• QUELLENAUSZUG:
+ + + +

Sanft schlagen die Wellen an das Boot, der Wind trägt den Geruch von Ostsee und Ferne mit sich und kräuselt das grün-blauschwarze Wasser. Die Brise streichelt die Segel unseres Folkeboots. Gemächlich rauscht es übers Wasser. Steuerbord: Im Hafen von Lauterbach schaukeln die Masten anderer Segelschiffe. Von Backbord grüßt die Insel Vilm. Ihr gegenüber erheben sich die Bäume des Hochwaldes von Goor. Im Laub, in den Baumhöhlen der uralten Gehölze leben Schwarzspechte, Waldkäuze, manchmal kreisen Seeadler hoch darüber. Nicht viel, meint man, und die Goor und der Vilm können die Wipfel ihrer Bäume zu einem riesigen, grünen Dach vereinen. Wie durch einen Park gleitet das Boot durch dieses Ensemble, Kurs Gustow. Rund 40 Seemeilen.
Über den Greifswalder Bodden, entlang eines grandiosen Ufers: Kleine Sandstrände wechseln sich ab mit Mini-Kliffs, Bäume greifen mit ihren Ästen ins Meer, Buchten voller Schilf, aus denen Wildenten fliehen. Das „Gelbe Ufer“, das so heißt, weil die Sonne sein Steilufer wie Gold erstrahlen lässt. Dann Palmer Ort, der „Südpol“ Rügens, ein paar Schläge weiter der Fähranleger von Glewitz. Das Boot fährt in den Strelasund. In der Ferne sieht man die Silhouette der Ziegelgrabenbrücke. Weiter geht es entlang der einst trocken gefallenen Puddeminer Wiek, dann die Gustower Wiek, in denen bereits Silberreiher durchs Seichte waten, nahe bei der Gustower Werder mit seiner seltenen Seeschwalbenkolonie.

+ + + +

• DATEN ZUR AUSWERTUNG:
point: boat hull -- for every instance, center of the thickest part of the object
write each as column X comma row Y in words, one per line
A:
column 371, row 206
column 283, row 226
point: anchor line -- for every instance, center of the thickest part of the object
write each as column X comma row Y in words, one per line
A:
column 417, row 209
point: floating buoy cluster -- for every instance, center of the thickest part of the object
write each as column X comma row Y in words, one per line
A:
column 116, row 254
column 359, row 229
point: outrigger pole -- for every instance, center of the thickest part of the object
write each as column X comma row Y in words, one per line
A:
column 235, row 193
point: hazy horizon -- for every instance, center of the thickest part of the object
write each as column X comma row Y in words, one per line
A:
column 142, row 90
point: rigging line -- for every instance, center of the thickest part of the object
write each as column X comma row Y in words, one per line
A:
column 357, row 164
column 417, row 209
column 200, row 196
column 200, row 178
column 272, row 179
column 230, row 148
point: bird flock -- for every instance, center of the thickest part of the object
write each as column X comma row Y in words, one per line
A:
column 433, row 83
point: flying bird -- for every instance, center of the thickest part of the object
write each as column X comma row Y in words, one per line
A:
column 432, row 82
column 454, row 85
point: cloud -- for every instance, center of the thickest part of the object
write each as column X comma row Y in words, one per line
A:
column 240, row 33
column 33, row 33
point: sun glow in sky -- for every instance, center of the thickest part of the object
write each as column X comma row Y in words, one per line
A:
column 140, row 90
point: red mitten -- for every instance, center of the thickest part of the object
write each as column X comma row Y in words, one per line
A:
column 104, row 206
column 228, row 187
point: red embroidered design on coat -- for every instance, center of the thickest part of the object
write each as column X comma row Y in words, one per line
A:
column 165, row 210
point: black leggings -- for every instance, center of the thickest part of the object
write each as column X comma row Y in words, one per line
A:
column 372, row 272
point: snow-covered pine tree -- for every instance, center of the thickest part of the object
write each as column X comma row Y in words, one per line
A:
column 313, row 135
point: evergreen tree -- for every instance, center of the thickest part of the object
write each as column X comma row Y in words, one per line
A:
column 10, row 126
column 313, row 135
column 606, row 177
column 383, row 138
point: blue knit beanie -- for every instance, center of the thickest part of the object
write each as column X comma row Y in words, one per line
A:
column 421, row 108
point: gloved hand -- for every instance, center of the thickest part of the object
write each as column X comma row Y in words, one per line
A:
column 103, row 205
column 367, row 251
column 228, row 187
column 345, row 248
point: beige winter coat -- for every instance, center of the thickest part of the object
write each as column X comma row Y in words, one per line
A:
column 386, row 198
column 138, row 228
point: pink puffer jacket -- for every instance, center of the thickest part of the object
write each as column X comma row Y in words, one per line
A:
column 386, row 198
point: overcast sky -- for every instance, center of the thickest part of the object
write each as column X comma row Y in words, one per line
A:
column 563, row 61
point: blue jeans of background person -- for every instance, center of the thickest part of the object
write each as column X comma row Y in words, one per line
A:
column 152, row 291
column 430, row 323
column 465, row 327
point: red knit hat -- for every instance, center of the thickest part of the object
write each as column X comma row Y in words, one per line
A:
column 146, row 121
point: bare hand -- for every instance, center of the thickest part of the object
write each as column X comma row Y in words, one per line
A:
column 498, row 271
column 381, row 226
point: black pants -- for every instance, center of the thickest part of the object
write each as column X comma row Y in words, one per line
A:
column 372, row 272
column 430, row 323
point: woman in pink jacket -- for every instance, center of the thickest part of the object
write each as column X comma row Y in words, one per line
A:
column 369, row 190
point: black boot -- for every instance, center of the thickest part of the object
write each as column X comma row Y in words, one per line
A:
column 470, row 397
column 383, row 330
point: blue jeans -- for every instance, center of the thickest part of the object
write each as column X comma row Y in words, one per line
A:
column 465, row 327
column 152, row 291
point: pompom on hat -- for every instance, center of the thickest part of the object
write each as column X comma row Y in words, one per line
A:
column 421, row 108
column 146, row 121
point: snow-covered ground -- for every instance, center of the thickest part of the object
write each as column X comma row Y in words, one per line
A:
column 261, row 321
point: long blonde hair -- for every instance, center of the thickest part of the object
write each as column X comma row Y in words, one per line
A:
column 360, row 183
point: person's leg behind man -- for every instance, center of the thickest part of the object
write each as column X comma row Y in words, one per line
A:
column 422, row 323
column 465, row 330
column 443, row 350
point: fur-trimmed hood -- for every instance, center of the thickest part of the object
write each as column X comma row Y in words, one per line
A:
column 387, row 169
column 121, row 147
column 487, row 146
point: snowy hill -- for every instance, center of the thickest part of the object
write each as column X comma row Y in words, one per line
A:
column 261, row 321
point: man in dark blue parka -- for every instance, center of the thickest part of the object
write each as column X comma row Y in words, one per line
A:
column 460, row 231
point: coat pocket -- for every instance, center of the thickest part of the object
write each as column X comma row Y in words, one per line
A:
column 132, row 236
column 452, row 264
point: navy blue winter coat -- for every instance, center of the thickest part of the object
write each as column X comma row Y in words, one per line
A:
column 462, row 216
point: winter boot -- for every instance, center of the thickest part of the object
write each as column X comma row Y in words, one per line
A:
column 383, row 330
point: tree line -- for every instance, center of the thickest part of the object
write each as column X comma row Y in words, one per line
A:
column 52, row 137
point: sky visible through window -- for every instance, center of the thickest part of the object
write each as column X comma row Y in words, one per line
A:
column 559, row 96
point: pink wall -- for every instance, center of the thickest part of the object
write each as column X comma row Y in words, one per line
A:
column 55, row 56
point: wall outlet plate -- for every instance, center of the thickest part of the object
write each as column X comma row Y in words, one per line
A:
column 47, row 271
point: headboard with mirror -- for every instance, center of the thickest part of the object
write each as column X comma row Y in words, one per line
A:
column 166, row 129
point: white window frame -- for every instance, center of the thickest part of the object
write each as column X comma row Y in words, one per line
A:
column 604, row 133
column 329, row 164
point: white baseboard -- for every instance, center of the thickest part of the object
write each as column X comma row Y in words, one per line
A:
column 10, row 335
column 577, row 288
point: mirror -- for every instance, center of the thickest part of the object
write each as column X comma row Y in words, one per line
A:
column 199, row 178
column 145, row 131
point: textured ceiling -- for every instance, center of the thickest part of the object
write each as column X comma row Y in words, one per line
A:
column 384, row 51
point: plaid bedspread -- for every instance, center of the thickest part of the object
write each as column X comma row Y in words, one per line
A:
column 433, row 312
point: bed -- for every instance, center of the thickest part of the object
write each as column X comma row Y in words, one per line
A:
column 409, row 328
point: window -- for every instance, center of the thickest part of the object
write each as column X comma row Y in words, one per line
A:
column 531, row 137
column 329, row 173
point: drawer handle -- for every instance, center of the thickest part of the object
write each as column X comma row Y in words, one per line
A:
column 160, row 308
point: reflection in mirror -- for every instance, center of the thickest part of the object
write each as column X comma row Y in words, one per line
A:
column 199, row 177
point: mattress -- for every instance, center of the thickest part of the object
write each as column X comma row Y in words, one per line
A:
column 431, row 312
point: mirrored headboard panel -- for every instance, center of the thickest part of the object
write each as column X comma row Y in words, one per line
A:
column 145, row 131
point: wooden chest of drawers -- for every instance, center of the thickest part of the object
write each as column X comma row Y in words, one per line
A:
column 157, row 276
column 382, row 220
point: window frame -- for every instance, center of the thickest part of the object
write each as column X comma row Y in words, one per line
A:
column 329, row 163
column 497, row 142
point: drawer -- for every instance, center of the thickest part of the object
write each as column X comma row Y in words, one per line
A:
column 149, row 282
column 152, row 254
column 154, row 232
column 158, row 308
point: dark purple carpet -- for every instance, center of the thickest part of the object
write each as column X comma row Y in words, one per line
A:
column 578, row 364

+ + + +

• AUFGABEN ZUR BEARBEITUNG:
1) Übertragen Sie aus der Beschreibung des Segeltörns vor Rügen den Abschnitt von „Über den Greifswalder“ bis einschließlich „seiner seltenen Seeschwalbenkolonie.“ wortgetreu.
2) Setzen Sie die Beschreibung des Segeltörns vor Rügen im Anschluss an ihren letzten Satz fort.

• ANTWORTEN DER REIHE:
1)
Über den Greifswalder Bodden, entlang eines grandiosen Ufers: Kleine Sandstrände wechseln sich ab mit Mini-Kliffs, Bäume greifen mit ihren Ästen ins Meer, Buchten voller Schilf, aus denen Wildenten fliehen. Das „Gelbe Ufer“, das so heißt, weil die Sonne sein Steilufer wie Gold erstrahlen lässt. Dann Palmer Ort, der „Südpol“ Rügens, ein paar Schläge weiter der Fähranleger von Glewitz. Das Boot fährt in den Strelasund. In der Ferne sieht man die Silhouette der Ziegelgrabenbrücke. Weiter geht es entlang der einst trocken gefallenen Puddeminer Wiek, dann die Gustower Wiek, in denen bereits Silberreiher durchs Seichte waten, nahe bei der Gustower Werder mit seiner seltenen Seeschwalbenkolonie.

2)
Beinahe atemlos stehen wir an der Reling und mögen den Blick nicht abwenden, aus Angst, etwas zu verpassen. Auf gerade ein paar Meilen zeigt sich, was die Insel Rügen so einzigartig macht: ihre ungeheure Vielfalt, die sich erst recht vom Wasser aus erschließt. Andere Gegenden an der Ostsee mögen mehr Küstenlinie haben, doch nirgends gibt sie sich so abwechslungsreich wie hier. Die Buchten, die bewaldeten Ufer, die idyllischen Fischerdörfer, die Kreidefelsen, die kleinen und großen Sandstrände – Rügen ist See- und Sehland, in dem nur, im wahrsten Sinne des Wortes, Wasser, Wind und Vögel den Ton angeben. Während an der westlichen Ostsee oder in der Dänischen Südsee ein Verkehr wie auf der Straße herrscht, ist man vor Rügen selbst zur Hochsaison allein mit der Stille und dem wunderbaren Schauspiel der Natur.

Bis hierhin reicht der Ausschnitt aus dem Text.